┌──

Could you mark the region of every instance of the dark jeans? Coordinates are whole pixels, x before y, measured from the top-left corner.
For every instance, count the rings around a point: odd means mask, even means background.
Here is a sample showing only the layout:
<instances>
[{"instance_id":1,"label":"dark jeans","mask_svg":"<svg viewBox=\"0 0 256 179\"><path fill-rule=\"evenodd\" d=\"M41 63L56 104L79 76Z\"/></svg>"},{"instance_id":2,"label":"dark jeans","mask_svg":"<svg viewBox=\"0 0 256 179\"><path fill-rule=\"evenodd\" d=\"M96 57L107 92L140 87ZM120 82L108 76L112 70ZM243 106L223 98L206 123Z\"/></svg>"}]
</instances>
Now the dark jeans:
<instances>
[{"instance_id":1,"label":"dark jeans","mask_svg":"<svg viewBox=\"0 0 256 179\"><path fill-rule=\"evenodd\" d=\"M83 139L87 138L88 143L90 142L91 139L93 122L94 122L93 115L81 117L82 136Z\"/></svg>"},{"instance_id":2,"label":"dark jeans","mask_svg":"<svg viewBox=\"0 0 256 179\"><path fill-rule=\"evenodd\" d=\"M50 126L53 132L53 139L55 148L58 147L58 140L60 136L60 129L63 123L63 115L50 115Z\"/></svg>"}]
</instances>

└──

* What you are asked to do *
Copy the lines from the first one through the line containing "57L107 92L140 87ZM120", substituting "black jeans" for every "dark jeans" and changing nothing else. Give only those lines.

* Solution for this task *
Could you mark the region of every instance of the black jeans? Coordinates are whole pixels, x before y, measured from the top-left corner.
For every instance, count the rings around a point: odd means mask, even means background.
Here is a sample showing only the layout:
<instances>
[{"instance_id":1,"label":"black jeans","mask_svg":"<svg viewBox=\"0 0 256 179\"><path fill-rule=\"evenodd\" d=\"M41 63L56 104L79 76Z\"/></svg>"},{"instance_id":2,"label":"black jeans","mask_svg":"<svg viewBox=\"0 0 256 179\"><path fill-rule=\"evenodd\" d=\"M96 57L107 92L140 87ZM120 82L108 76L112 70ZM243 106L223 98L206 123Z\"/></svg>"}]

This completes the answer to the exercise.